>> BEGIN Data entries

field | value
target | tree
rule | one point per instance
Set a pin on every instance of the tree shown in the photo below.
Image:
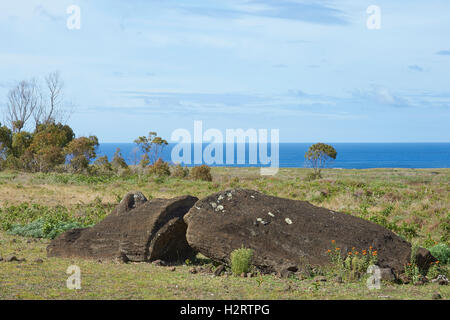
(53, 105)
(23, 100)
(81, 151)
(318, 156)
(20, 143)
(152, 146)
(5, 141)
(118, 161)
(48, 145)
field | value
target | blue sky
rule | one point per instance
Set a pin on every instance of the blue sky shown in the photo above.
(309, 68)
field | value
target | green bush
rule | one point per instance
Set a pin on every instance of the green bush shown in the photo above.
(202, 172)
(441, 252)
(241, 260)
(42, 228)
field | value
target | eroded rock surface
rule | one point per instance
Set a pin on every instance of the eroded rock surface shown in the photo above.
(285, 234)
(136, 230)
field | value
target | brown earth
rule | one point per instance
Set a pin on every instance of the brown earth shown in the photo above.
(136, 230)
(286, 234)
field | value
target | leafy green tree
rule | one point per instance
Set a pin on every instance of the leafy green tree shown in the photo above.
(152, 146)
(48, 144)
(81, 151)
(318, 156)
(102, 165)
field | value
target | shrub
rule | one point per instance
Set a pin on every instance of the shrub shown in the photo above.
(44, 222)
(80, 151)
(179, 171)
(202, 172)
(313, 176)
(241, 260)
(355, 264)
(101, 166)
(441, 252)
(319, 155)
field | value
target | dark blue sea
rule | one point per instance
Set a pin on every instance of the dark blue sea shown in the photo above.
(349, 155)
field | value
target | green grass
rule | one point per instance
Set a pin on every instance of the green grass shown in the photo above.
(414, 203)
(109, 280)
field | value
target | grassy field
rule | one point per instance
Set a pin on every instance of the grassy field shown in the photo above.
(414, 203)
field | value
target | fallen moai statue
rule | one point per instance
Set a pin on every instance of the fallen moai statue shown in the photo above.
(136, 230)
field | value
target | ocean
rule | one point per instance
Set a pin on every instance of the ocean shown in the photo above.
(349, 155)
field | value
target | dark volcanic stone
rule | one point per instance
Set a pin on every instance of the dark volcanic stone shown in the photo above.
(136, 230)
(285, 232)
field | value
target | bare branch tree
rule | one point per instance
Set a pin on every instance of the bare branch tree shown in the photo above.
(23, 100)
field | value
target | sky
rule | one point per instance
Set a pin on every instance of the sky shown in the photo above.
(312, 69)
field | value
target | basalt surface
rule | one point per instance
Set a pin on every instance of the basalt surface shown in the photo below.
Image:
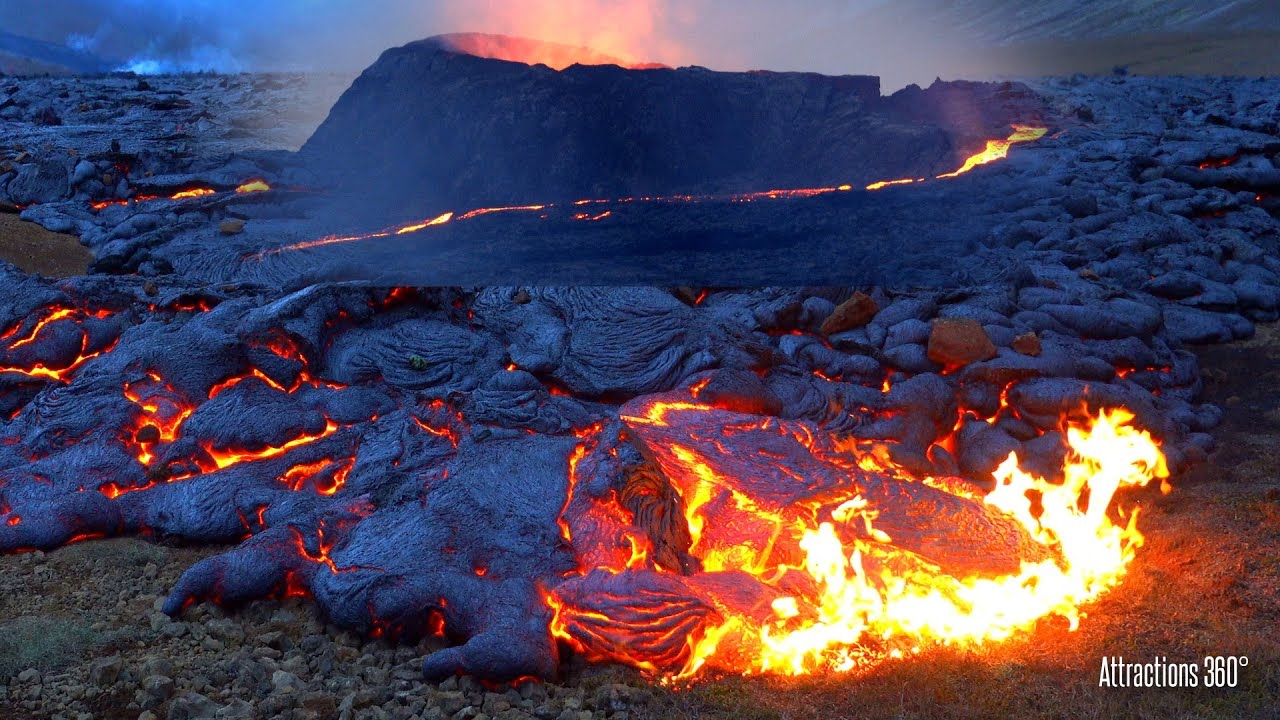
(429, 127)
(470, 463)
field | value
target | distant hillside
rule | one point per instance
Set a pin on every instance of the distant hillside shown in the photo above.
(23, 55)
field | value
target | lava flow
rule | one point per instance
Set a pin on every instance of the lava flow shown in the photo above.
(841, 575)
(995, 150)
(251, 186)
(59, 372)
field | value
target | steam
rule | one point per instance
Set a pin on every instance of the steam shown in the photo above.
(901, 40)
(634, 31)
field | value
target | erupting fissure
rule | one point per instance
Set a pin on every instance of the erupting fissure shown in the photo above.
(844, 586)
(995, 150)
(245, 188)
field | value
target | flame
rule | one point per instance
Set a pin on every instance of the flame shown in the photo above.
(254, 186)
(917, 606)
(251, 186)
(996, 150)
(999, 149)
(224, 459)
(836, 592)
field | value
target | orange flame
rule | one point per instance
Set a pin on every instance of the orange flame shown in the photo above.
(999, 149)
(906, 606)
(254, 186)
(996, 149)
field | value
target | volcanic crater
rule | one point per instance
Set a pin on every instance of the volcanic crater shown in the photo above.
(977, 331)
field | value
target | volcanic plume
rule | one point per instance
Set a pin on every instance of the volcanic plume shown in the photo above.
(481, 132)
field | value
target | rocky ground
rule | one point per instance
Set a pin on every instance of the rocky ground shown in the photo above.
(81, 636)
(1143, 231)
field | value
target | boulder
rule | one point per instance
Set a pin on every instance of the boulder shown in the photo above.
(959, 341)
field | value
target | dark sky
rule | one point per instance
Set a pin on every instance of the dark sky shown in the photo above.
(900, 40)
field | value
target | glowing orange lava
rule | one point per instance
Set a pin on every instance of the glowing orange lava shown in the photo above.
(251, 186)
(254, 186)
(844, 597)
(996, 149)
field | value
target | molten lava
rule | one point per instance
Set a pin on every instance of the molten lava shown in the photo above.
(534, 51)
(251, 186)
(995, 150)
(999, 149)
(840, 583)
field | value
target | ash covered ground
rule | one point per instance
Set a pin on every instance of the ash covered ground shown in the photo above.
(150, 395)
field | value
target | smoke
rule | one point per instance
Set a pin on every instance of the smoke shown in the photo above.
(635, 31)
(899, 40)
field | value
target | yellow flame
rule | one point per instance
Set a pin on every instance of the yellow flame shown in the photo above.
(999, 149)
(908, 607)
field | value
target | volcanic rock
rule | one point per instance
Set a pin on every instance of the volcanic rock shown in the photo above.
(39, 182)
(1027, 343)
(429, 126)
(959, 341)
(853, 313)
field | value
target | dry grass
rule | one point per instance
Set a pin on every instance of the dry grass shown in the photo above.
(36, 250)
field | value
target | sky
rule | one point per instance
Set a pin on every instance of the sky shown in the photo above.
(250, 35)
(900, 40)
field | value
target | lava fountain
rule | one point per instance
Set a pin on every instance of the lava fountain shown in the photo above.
(814, 564)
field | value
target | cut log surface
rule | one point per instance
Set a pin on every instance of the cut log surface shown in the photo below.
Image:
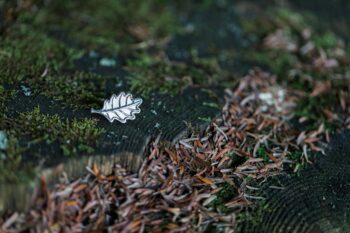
(318, 200)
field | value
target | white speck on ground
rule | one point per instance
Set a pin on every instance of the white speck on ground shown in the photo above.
(26, 90)
(108, 62)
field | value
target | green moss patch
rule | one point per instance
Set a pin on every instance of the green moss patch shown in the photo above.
(111, 26)
(151, 73)
(77, 136)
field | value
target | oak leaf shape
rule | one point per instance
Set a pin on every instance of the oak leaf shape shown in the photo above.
(121, 108)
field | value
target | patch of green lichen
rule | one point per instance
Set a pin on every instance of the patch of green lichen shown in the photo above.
(31, 58)
(110, 25)
(279, 62)
(313, 109)
(277, 38)
(227, 193)
(275, 18)
(26, 54)
(151, 73)
(74, 137)
(78, 90)
(12, 169)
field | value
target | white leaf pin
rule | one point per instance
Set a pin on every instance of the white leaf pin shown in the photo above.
(122, 107)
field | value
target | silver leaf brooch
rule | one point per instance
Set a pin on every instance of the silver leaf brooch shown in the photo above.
(120, 107)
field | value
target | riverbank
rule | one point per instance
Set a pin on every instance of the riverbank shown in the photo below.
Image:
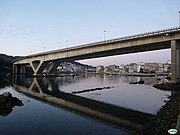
(166, 117)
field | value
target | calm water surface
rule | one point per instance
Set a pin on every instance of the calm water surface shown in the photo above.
(38, 117)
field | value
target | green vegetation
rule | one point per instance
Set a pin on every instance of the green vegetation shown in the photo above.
(165, 119)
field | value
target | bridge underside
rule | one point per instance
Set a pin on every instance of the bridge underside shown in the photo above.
(49, 66)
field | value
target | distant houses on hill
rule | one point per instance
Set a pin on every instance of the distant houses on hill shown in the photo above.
(141, 67)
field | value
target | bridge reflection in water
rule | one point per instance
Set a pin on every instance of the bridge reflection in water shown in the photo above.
(46, 89)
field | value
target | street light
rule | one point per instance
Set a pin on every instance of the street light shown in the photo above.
(67, 43)
(179, 18)
(105, 34)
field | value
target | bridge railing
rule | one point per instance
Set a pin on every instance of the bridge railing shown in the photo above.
(163, 31)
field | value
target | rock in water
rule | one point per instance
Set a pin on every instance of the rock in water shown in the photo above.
(7, 102)
(7, 94)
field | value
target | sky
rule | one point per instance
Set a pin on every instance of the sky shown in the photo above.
(34, 26)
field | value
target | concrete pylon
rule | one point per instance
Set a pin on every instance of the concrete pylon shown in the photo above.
(175, 61)
(38, 67)
(53, 66)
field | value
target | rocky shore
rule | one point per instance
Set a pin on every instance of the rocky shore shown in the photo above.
(166, 117)
(7, 102)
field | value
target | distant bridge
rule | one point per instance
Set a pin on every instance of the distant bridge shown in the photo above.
(163, 39)
(47, 90)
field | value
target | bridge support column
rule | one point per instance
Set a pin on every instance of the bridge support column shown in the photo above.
(38, 67)
(175, 61)
(52, 67)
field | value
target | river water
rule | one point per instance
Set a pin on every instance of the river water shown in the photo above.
(72, 105)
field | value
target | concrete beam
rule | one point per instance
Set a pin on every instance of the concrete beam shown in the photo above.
(175, 61)
(38, 67)
(53, 66)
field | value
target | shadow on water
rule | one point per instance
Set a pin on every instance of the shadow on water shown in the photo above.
(47, 90)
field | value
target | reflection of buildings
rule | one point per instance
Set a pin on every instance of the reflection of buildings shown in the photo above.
(46, 89)
(140, 67)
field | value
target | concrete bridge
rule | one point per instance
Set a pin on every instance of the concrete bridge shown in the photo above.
(47, 90)
(162, 39)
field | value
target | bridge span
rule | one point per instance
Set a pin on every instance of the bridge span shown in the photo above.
(162, 39)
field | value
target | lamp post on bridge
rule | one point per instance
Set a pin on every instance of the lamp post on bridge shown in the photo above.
(105, 35)
(179, 18)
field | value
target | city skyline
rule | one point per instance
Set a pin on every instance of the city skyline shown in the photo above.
(29, 27)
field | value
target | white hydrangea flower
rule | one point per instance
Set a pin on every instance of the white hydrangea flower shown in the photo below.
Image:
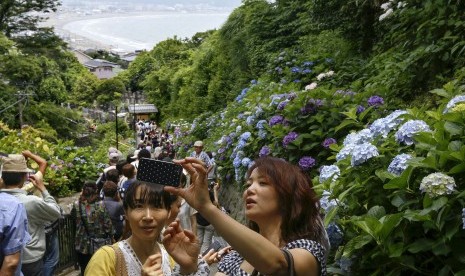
(329, 172)
(437, 184)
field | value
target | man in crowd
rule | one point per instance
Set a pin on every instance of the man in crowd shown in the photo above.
(13, 234)
(39, 210)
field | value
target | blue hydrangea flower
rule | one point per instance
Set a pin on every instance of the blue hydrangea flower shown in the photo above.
(329, 172)
(375, 101)
(326, 203)
(399, 164)
(282, 104)
(383, 126)
(345, 152)
(311, 106)
(335, 235)
(246, 161)
(276, 119)
(264, 151)
(290, 137)
(245, 136)
(437, 184)
(409, 129)
(307, 162)
(327, 142)
(361, 153)
(453, 102)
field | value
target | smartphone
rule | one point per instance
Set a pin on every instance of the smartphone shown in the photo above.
(159, 172)
(215, 245)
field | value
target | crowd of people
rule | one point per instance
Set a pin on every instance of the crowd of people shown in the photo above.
(129, 227)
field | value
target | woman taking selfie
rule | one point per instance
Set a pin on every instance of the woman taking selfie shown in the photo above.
(283, 212)
(147, 208)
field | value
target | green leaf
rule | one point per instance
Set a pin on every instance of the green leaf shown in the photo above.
(420, 245)
(376, 212)
(453, 128)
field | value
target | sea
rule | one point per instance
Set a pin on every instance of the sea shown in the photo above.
(138, 32)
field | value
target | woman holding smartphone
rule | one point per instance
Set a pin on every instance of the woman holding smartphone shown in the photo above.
(284, 218)
(147, 209)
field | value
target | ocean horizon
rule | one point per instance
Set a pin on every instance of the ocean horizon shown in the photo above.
(127, 33)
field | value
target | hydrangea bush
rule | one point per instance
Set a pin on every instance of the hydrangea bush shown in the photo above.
(398, 195)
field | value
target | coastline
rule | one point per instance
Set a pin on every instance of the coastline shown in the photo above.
(76, 41)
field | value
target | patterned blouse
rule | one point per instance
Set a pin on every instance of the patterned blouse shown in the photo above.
(98, 222)
(230, 264)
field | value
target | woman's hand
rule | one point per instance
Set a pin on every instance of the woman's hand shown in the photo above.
(215, 256)
(197, 193)
(182, 245)
(152, 266)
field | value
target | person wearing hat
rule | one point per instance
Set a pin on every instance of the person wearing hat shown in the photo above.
(14, 234)
(39, 210)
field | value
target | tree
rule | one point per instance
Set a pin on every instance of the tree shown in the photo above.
(17, 16)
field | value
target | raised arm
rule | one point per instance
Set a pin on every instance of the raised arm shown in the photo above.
(253, 247)
(41, 162)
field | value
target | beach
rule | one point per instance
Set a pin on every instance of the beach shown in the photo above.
(130, 31)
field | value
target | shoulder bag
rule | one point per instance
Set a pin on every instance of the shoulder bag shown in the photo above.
(95, 243)
(290, 264)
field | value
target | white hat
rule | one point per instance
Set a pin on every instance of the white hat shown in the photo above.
(136, 152)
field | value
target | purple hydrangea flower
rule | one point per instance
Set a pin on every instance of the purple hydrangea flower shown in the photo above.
(282, 104)
(311, 106)
(360, 109)
(306, 163)
(276, 119)
(328, 141)
(290, 137)
(375, 101)
(264, 151)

>> END Data entries

What the exercise asks - Which lines in the material above contain the string "brooch"? Pull out and copy each of them, counting only matches with the same capitalization.

Response to the exercise -
target | silver leaf brooch
Set a pin on every instance of the silver leaf brooch shown in the photo above.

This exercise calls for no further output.